TEXT PASSAGE:
Canada: Provincial Plant Pathologist David Kaminski says fusarium levels have been low in all cereal grains this year in Manitoba, especially barley. Manitoba Agriculture, Food and Rural Initiatives says cool summer temperatures have helped keep fusarium infection levels low in the province's cereal crops this year.

Fusarium is a fungal infection that affects several crops, including cereal grains. Fusarium graminearum is of particular concern because it produces a mycotoxin which, when fed to livestock, especially swine, reduces performance.

"The risk factors that lead to infection are the presence of the fungus, and we have enough of it here built up over the years that it's always going there in susceptible crops and all of our barley crops are quite susceptible, and the environmental conditions that favor infection. Those are heat and humidity that coincide with flowering of the crop. This year everybody realizes it has been very wet and at times quite humid but generally it has not been as warm as it usually is and often we find we're under the threshold for temperature for infection to develop when the crop is most sensitive. It's still wise to have grain tested if it's going to be fed to animals because, of course, the tolerances for the major toxin are quite low. Even though there are low levels of the disease out there, the amount of the toxin is not always very well correlated with the amount of disease in the field so it's still worth having a feed test done," David Kaminski says.

Natural-language descriptions of regions:
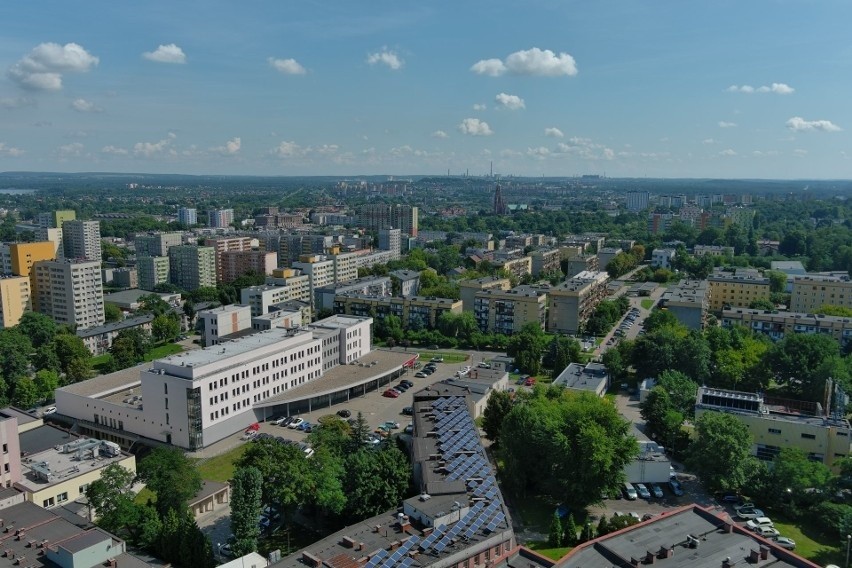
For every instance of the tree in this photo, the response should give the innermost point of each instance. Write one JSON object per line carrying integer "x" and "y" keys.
{"x": 498, "y": 406}
{"x": 555, "y": 536}
{"x": 165, "y": 327}
{"x": 245, "y": 509}
{"x": 722, "y": 451}
{"x": 172, "y": 476}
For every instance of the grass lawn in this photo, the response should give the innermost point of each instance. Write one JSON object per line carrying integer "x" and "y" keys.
{"x": 163, "y": 351}
{"x": 543, "y": 548}
{"x": 221, "y": 467}
{"x": 448, "y": 357}
{"x": 810, "y": 543}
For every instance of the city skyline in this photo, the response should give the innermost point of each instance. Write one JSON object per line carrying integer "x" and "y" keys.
{"x": 542, "y": 88}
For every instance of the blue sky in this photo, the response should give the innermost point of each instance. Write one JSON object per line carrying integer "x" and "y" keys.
{"x": 657, "y": 88}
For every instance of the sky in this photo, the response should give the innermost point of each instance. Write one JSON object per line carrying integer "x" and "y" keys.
{"x": 623, "y": 88}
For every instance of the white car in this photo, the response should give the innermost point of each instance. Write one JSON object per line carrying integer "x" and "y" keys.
{"x": 751, "y": 513}
{"x": 764, "y": 522}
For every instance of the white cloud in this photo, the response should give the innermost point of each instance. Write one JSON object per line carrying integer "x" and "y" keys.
{"x": 73, "y": 150}
{"x": 475, "y": 127}
{"x": 150, "y": 149}
{"x": 799, "y": 124}
{"x": 10, "y": 151}
{"x": 535, "y": 61}
{"x": 777, "y": 88}
{"x": 230, "y": 148}
{"x": 82, "y": 105}
{"x": 42, "y": 68}
{"x": 386, "y": 57}
{"x": 511, "y": 102}
{"x": 114, "y": 150}
{"x": 16, "y": 102}
{"x": 287, "y": 66}
{"x": 166, "y": 54}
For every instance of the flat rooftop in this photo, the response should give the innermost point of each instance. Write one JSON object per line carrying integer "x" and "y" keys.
{"x": 670, "y": 531}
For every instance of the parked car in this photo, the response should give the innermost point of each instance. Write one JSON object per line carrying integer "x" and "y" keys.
{"x": 759, "y": 522}
{"x": 785, "y": 542}
{"x": 675, "y": 487}
{"x": 749, "y": 513}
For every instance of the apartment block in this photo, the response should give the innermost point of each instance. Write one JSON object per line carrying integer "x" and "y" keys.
{"x": 233, "y": 264}
{"x": 221, "y": 322}
{"x": 469, "y": 288}
{"x": 776, "y": 424}
{"x": 572, "y": 302}
{"x": 689, "y": 302}
{"x": 508, "y": 311}
{"x": 378, "y": 216}
{"x": 810, "y": 293}
{"x": 156, "y": 244}
{"x": 69, "y": 291}
{"x": 220, "y": 218}
{"x": 545, "y": 261}
{"x": 778, "y": 324}
{"x": 738, "y": 289}
{"x": 192, "y": 267}
{"x": 152, "y": 270}
{"x": 417, "y": 312}
{"x": 188, "y": 216}
{"x": 82, "y": 239}
{"x": 14, "y": 299}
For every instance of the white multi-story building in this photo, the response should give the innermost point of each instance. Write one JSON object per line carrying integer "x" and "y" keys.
{"x": 82, "y": 239}
{"x": 69, "y": 291}
{"x": 199, "y": 397}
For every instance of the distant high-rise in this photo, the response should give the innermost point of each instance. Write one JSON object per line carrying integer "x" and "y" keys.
{"x": 82, "y": 240}
{"x": 499, "y": 203}
{"x": 219, "y": 218}
{"x": 637, "y": 200}
{"x": 188, "y": 216}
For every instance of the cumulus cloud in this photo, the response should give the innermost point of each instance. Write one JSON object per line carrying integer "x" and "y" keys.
{"x": 82, "y": 105}
{"x": 43, "y": 68}
{"x": 16, "y": 102}
{"x": 166, "y": 54}
{"x": 10, "y": 151}
{"x": 287, "y": 66}
{"x": 230, "y": 148}
{"x": 799, "y": 124}
{"x": 510, "y": 102}
{"x": 777, "y": 88}
{"x": 535, "y": 61}
{"x": 386, "y": 57}
{"x": 114, "y": 150}
{"x": 475, "y": 127}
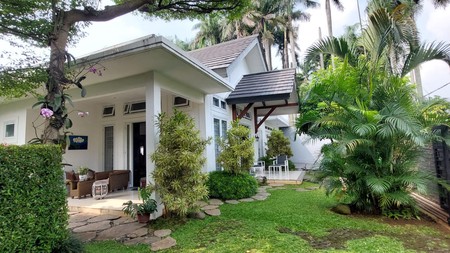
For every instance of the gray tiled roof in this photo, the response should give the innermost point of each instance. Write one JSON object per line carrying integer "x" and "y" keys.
{"x": 264, "y": 86}
{"x": 223, "y": 54}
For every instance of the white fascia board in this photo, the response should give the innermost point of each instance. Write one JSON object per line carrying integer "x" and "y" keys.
{"x": 149, "y": 42}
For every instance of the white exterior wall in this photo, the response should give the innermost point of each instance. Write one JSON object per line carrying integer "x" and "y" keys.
{"x": 15, "y": 113}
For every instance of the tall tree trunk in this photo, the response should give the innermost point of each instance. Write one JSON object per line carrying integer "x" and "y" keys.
{"x": 292, "y": 39}
{"x": 268, "y": 53}
{"x": 329, "y": 24}
{"x": 285, "y": 50}
{"x": 56, "y": 80}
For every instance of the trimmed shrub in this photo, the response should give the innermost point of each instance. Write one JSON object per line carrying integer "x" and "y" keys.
{"x": 179, "y": 160}
{"x": 226, "y": 185}
{"x": 33, "y": 209}
{"x": 237, "y": 152}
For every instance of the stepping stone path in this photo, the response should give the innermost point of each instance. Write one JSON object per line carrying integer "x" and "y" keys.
{"x": 97, "y": 227}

TASK STATEMENT:
According to the text on fusarium in Manitoba, what has helped keep fusarium infection levels low in the province's cereal crops this year?

OUTPUT FOR THIS TASK:
Cool summer temperatures.